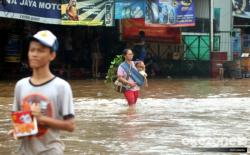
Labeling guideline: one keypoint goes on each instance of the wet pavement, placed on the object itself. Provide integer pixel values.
(172, 117)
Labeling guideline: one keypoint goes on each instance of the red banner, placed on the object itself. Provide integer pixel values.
(132, 27)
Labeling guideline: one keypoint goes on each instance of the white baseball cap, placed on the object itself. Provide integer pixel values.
(46, 38)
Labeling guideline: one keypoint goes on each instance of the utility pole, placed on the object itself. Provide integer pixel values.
(211, 25)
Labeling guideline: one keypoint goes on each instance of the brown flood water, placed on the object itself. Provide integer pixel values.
(172, 117)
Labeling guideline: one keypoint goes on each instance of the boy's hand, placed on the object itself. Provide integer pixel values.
(13, 134)
(35, 110)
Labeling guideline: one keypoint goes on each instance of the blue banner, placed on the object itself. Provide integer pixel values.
(125, 9)
(176, 13)
(43, 11)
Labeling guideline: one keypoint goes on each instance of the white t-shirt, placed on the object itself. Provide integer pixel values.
(56, 101)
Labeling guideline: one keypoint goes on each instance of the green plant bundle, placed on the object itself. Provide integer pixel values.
(112, 71)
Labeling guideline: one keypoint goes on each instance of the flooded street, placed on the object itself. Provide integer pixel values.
(172, 117)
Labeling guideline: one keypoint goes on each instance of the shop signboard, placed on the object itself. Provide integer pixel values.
(175, 13)
(85, 12)
(125, 9)
(241, 8)
(44, 11)
(132, 27)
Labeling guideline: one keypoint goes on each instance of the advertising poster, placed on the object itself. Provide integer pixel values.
(175, 13)
(43, 11)
(86, 12)
(241, 8)
(125, 9)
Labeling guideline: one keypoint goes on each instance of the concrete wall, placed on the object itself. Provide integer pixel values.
:::
- **Directions**
Copy out every entry above, swapping "keypoint" for "marker" each time it appears and keeping everything else the same. Leave the pictures out.

- **Written reply**
Labeling guideline: one marker goes on each instance of the wet pavement, placed on the object itself. Provide integer pixel values.
(172, 117)
Labeling guideline: one marker goes on each instance of the red banner, placed on the object itself. Provide integer pixel values.
(132, 27)
Labeling guideline: one marker goes on each instance of the white baseball cap, placed on the object itself. Provide integer pixel values.
(46, 38)
Labeling guideline: one marker goes on each instance of the utility pole, placed on the object itself. Provide integer pixel values.
(211, 25)
Labeling guideline: one marker goes on each instance of the brown flood water, placed on the object itself. Provide integer pixel values.
(172, 117)
Labeling guideline: one marker goes on each instance of the boy's hand, placed on the object itself. Provide integer pixel values.
(13, 134)
(35, 110)
Labeling guideline: one marker goes on each instance of the blue banner, placed on the object itself. Provide integer pixel values.
(125, 9)
(176, 13)
(43, 11)
Labeling guideline: one marker goes on each instance of the white t-shirt, placed on the object itself. Provide integer pixel values.
(56, 101)
Labeling guideline: one marker goes on each instance of the green plant bundle, placed on the object itself. Provide integer pixel values.
(112, 71)
Labeling guideline: one marker goes on each instance of the flooded street, placed on the object itself. Provide integer pixel values.
(172, 117)
Labeling guideline: one marker goes on each instance of the shop signboard, placed on the object itself. Provide integer pixel values.
(175, 13)
(85, 12)
(125, 9)
(241, 8)
(44, 11)
(132, 27)
Labeling guideline: one marker goes on each instance of the advertising poster, placed on the object itself. Provide integer pixel values.
(175, 13)
(43, 11)
(86, 12)
(241, 8)
(125, 9)
Labeling guideline: one marker goes on each instance of the concrete wall, placed on the object itself. Provide integer pixel values.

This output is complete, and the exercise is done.